What you have to do:
Both the line containing "Could you spot the sweatshirt" and the last line of the listing are included: write out exactly the lines from one to the other.

━━━━━ Data section ━━━━━

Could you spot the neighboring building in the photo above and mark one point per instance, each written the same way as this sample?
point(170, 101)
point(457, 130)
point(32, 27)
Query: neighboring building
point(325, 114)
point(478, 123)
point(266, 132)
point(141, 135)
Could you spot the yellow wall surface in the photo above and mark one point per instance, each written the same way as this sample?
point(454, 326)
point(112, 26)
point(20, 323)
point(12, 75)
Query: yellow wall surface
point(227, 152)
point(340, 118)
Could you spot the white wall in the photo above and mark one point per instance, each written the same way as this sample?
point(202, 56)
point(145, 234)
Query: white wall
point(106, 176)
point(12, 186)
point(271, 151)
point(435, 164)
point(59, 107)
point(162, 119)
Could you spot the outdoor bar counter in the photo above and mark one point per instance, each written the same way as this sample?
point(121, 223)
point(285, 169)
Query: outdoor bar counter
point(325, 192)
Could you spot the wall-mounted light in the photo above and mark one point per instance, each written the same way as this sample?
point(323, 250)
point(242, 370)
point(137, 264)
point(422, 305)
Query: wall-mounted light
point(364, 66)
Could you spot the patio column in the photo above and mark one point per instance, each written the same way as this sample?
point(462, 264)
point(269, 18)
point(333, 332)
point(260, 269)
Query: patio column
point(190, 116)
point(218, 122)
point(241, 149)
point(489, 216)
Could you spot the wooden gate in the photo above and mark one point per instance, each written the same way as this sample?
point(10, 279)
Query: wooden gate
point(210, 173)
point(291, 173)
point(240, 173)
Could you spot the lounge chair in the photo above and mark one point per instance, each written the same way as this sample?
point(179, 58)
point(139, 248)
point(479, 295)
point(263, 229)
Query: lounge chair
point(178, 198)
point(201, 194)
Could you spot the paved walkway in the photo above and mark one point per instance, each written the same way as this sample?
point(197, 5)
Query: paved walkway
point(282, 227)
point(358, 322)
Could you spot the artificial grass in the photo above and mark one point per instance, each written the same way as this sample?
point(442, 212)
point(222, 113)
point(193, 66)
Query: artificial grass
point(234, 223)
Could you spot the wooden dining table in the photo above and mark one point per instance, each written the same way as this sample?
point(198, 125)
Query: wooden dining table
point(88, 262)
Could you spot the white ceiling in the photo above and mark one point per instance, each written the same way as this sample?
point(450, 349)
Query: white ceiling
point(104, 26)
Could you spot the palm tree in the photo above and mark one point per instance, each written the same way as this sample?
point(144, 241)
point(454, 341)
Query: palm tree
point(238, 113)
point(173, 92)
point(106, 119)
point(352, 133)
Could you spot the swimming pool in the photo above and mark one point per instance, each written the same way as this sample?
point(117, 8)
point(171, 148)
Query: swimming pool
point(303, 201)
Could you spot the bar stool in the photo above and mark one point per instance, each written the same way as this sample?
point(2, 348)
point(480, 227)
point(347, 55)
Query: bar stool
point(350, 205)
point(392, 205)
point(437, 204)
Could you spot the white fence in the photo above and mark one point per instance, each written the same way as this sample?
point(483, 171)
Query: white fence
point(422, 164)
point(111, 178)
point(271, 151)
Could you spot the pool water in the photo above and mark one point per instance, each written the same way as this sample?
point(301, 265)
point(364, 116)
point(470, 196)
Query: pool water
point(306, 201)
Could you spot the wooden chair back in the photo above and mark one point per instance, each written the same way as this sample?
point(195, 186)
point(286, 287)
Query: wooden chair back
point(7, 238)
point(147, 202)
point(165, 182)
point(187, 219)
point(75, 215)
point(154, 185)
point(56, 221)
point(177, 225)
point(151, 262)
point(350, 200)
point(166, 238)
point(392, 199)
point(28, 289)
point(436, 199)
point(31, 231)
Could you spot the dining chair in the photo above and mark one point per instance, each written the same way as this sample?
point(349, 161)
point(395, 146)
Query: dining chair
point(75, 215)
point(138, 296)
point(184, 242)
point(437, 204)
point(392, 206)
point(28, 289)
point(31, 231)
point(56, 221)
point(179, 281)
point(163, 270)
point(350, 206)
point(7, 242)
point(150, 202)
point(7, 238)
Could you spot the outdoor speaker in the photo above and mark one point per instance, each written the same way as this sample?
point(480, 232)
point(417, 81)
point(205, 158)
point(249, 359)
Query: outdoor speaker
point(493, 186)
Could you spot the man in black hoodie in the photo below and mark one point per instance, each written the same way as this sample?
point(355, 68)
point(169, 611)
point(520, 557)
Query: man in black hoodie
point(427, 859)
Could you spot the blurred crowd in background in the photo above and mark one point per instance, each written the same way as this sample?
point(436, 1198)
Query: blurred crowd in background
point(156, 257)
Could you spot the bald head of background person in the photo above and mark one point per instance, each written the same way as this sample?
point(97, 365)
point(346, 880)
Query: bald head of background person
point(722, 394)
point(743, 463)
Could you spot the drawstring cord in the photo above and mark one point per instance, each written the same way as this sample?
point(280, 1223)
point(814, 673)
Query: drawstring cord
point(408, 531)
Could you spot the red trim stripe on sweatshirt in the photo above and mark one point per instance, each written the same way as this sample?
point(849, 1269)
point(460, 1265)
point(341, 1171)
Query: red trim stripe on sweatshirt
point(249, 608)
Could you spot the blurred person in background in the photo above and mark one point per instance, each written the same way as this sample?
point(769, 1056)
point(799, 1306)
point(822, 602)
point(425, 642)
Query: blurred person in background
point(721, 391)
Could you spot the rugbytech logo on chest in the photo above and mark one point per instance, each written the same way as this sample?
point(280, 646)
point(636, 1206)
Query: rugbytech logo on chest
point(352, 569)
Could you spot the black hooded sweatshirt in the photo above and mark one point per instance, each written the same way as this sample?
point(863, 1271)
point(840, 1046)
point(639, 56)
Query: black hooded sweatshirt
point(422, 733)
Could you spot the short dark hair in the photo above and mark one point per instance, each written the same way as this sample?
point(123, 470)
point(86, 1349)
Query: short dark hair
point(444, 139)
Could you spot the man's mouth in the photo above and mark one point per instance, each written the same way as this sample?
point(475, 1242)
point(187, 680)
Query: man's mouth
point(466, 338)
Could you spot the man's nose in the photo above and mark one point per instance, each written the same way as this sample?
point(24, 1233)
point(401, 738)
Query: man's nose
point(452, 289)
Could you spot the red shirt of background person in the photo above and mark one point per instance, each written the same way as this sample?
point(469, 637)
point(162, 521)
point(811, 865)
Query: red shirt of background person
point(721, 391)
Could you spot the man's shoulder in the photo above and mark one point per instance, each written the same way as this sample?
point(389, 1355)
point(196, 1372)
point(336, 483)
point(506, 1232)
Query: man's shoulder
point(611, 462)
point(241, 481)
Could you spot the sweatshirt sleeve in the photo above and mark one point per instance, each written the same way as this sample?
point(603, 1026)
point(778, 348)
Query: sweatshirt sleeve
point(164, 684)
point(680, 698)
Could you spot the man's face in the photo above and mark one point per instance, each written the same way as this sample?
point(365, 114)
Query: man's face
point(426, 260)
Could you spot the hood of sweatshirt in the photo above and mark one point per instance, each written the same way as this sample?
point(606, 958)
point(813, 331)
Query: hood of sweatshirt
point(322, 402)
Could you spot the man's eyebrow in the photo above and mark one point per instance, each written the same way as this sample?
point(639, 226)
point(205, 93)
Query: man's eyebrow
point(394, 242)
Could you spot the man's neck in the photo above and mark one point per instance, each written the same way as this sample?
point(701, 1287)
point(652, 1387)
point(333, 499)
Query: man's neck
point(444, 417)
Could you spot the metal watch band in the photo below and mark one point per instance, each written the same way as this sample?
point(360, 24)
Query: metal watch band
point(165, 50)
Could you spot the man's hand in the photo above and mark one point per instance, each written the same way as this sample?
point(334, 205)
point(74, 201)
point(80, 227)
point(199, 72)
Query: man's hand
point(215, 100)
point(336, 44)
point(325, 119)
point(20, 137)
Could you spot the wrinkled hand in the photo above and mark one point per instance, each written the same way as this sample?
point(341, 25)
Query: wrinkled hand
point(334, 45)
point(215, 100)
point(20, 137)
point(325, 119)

━━━━━

Response below:
Could you spot the sweatshirt sleeve in the photo above and mark one point per instance, each written the same way as this sample?
point(603, 1026)
point(778, 348)
Query: sweatshirt sleeve
point(164, 684)
point(680, 698)
Could you spot the man's face in the photo above and mark one point per instance, each written the same way as this sample?
point(365, 114)
Query: man's face
point(426, 260)
Could you spot the hood of sweatshirt in the photo above and mark one point per instance, each written the same way as this sample?
point(606, 958)
point(813, 331)
Query: hood of sweatshirt
point(322, 402)
Could you spot the man's eyebrow in the photo above and mark one point per instance, each written the same way as this sample?
point(639, 226)
point(205, 93)
Query: man's eyebrow
point(394, 242)
Could you spot the man's neck in the photo above and mark one point per instance, each written the same way as this sample?
point(701, 1287)
point(652, 1387)
point(333, 499)
Query: man's neck
point(444, 417)
Could you spot the metal watch band in the photo below and mark one point per instance, each written the same way as this sample?
point(360, 24)
Query: metal watch band
point(165, 50)
Could you spot the man's hand in the photo above and mark one point per instance, each written the same way as this sample?
point(334, 205)
point(74, 201)
point(80, 227)
point(199, 72)
Query: man's hand
point(215, 100)
point(336, 44)
point(325, 119)
point(20, 137)
Could you spot the wrinkled hand in the photo above and mark one point per instance, each written the same way as this sample?
point(341, 25)
Query: wrinkled hand
point(334, 45)
point(215, 100)
point(20, 137)
point(325, 119)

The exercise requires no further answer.